* _TRAVAIL DEMANDÉ_
Répondez, s'il vous plaît, aux questions suivantes à partir du texte sur la diffusion de l'information sur Twitter.
1. Combien d'utilisateurs un message retweeté est-il susceptible de toucher en moyenne ?
2. Selon l'étude de mai 2009, quelle part des messages est produite par 10 % des utilisateurs ?
3. Combien de comptes Twitter l'étude du cabinet Sysomos a-t-elle analysés ?

Par ailleurs, en comparant l’articulation des prises de parole (tweets) et la rediffusion (retweets), la même étude montre que la rediffusion est très forte quand l’information exclusive est donnée par quelques décideurs bien informés (en l’occurrence des journalistes spécialisés dans les nouvelles technologies), et qu’elle diminue au fur et à mesure que l’information se répand dans les médias. On constate d’autre part que l’impact d’un message diffusé sur Twitter dépend moins de l’information qu’il contient que du statut de celui qui l’émet, puisqu’à publication d’information identique, le nombre de retweets varie radicalement. Pourtant, le retweet est un outil de diffusion particulièrement puissant : dès qu’un message est « retweeté », il est susceptible de toucher en moyenne 1000 utilisateurs, et ce indépendamment du nombre de followers de l’émetteur qui en est à l’origine (Kwak & al., 2010). Ceux qui bénéficient le plus de la rediffusion de leurs messages sont ceux qui disposent d’une « autorité numérique » élevée, en l’occurrence des journalistes web et des technophiles reconnus, mais pas forcément ceux qui sont suivis par un nombre élevé de personnes (Cha & al., 2010). Cette caractéristique de Twitter n’est pas surprenante, elle s’inscrit dans la lignée des recherches historiques sur les médias qui ont mis en exergue le rôle déterminant des leaders d’opinion dans les processus de réception et de circulation des messages (Katz & Lazarsfeld, 1955).
 
Sur ce dernier point, les résultats de Spintank rejoignent ceux d’une étude menée en mai 2009 (Heil & Piskorski, 2009) sur un échantillon de 300 000 comptes Twitter qui a établi que 10 % des utilisateurs produisent 90 % des messages, ce qui suggère une diffusion de l’information relativement centralisée. Ces résultats coïncident également avec ceux de l’étude du cabinet Sysomos : sur 11,5 millions de comptes Twitter analysés, 5 % des utilisateurs génèrent 75 % de l’activité du réseau. Comme l’a montré Albert-László Barabási dans son ouvrage de référence (Barabási, 2002), une telle concentration de l’activité autour d’un petit nombre de nœuds est une caractéristique commune à de nombreux réseaux de nature différente.
 
Cette structure inégale est confirmée quand, en analysant les flux d’information qui circulent sur Twitter, on classe les utilisateurs en fonction de leur influence et de leur activité (Krishnamurthy & al., 2008 et Java & al., 2007) : le groupe appelé information sources ou broadcasters, correspondant peu ou prou à l’élite de Twitter qui bénéficie simultanément d’un large public et de reprises très nombreuses, est en effet majoritairement constitué d’utilisateurs jouissant d’une notoriété antérieure à leur arrivée sur Twitter : comptes officiels (médias, sociétés), journalistes ou personnalités connues dans leur domaine respectif… Ce déséquilibre de la structure est également souligné par le faible pourcentage de réciprocité de suivi entre utilisateurs ainsi que par le faible taux de communication directe entre eux (Kwak & al., 2010 ; Huberman & al., 2010).
 
La catégorie des utilisateurs de Twitter les plus influents constitue une cible importante pour le marketing parce qu’elle est un relais important au niveau de la notoriété des marques et des produits mais également au niveau du trafic redirigé vers des sites Internet. Ce dernier point intéresse particulièrement les sites d’information qui tentent d’exploiter les réseaux sociaux pour augmenter leur audience.

* _DONNÉES FOURNIES_
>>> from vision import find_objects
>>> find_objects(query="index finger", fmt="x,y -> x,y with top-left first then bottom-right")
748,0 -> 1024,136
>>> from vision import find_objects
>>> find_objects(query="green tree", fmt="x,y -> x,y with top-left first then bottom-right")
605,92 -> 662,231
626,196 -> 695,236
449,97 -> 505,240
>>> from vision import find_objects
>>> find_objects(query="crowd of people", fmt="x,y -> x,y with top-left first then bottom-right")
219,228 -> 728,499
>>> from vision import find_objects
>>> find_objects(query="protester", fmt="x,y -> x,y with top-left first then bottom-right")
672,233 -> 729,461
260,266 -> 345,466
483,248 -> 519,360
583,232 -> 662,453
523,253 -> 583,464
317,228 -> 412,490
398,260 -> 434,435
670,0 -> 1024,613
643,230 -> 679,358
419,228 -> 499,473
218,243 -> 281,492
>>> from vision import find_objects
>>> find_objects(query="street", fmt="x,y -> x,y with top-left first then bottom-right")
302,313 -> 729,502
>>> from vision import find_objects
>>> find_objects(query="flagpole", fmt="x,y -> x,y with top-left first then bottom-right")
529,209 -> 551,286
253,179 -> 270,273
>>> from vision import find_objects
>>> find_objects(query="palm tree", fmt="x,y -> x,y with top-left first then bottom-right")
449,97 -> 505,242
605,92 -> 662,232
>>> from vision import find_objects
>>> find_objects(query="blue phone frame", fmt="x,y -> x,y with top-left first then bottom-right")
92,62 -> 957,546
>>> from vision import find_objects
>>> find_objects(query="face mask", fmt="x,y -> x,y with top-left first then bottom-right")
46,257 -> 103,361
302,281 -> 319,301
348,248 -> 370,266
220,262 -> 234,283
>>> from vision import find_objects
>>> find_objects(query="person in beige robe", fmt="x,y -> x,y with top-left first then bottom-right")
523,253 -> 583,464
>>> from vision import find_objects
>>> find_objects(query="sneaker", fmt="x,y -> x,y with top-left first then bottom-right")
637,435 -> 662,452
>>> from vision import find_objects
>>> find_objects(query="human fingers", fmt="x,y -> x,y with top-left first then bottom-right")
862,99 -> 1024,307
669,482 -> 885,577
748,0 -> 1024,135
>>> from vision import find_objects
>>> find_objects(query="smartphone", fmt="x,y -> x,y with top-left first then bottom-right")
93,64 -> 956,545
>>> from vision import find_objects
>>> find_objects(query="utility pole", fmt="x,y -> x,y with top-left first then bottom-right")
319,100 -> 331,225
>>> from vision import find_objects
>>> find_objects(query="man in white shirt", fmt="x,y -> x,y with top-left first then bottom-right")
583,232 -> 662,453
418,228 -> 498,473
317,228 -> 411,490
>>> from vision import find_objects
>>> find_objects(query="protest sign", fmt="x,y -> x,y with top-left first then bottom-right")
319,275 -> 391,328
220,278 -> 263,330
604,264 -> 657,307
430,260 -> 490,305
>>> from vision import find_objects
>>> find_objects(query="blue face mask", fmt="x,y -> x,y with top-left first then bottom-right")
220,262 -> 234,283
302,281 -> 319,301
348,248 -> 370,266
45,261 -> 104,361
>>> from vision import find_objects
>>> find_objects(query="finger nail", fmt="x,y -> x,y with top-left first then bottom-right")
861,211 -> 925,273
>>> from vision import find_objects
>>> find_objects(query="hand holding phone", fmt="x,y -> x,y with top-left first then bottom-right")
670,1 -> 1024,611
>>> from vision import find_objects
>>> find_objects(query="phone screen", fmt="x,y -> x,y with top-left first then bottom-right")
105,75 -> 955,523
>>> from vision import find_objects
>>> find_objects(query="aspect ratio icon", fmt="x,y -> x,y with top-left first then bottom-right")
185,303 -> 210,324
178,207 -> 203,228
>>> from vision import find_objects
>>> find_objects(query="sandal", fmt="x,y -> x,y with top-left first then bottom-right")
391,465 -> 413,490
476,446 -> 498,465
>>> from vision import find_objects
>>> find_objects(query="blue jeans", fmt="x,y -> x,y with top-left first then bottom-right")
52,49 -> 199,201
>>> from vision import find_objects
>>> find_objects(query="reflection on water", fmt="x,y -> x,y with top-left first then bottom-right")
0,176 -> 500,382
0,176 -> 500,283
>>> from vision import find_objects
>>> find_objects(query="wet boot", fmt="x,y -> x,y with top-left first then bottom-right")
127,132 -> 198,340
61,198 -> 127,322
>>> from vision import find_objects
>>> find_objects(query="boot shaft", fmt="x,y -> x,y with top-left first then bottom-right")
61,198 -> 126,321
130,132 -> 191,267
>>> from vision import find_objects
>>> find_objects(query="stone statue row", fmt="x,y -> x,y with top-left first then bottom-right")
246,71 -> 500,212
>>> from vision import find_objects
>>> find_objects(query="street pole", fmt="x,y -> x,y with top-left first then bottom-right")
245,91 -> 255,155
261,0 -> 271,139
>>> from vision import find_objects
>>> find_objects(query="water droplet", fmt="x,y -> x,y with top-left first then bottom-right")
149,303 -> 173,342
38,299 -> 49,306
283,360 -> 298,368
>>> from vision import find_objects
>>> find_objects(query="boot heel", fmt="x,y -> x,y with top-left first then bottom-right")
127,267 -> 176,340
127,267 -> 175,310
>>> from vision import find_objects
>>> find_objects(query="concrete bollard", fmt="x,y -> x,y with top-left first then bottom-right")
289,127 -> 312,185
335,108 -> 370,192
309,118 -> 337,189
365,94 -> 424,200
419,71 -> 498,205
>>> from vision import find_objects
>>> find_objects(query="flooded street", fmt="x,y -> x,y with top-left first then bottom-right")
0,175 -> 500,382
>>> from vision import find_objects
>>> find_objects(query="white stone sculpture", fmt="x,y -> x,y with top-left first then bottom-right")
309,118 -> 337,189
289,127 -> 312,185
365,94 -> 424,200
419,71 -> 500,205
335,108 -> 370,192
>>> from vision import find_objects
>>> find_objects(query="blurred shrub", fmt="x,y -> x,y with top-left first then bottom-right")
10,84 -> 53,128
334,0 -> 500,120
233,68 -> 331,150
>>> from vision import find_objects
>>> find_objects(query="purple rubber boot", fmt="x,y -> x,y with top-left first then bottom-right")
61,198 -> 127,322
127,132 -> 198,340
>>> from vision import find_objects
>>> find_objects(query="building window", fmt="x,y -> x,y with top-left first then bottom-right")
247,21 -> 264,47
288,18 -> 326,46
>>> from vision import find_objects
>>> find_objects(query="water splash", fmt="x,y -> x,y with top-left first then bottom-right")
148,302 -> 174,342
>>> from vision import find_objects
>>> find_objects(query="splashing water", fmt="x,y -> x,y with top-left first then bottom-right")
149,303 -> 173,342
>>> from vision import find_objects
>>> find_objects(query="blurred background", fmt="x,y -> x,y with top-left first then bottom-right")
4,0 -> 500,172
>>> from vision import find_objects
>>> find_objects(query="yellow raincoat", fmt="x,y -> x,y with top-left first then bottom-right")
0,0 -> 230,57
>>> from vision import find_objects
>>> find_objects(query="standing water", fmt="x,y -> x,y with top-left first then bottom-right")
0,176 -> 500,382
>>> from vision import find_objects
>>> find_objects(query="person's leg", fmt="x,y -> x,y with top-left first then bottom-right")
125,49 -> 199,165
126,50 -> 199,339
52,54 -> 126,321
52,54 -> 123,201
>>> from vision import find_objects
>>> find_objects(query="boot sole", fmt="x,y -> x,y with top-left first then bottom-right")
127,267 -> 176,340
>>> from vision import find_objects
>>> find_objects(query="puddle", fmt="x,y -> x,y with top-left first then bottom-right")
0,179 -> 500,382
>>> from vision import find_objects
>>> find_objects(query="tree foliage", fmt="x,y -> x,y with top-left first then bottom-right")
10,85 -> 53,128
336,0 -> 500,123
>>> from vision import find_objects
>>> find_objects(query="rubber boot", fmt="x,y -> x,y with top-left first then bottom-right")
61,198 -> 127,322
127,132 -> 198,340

* _RÉPONSE ÉCRITE_
1. En moyenne 1000 utilisateurs.
2. 90 % des messages.
3. 11,5 millions de comptes.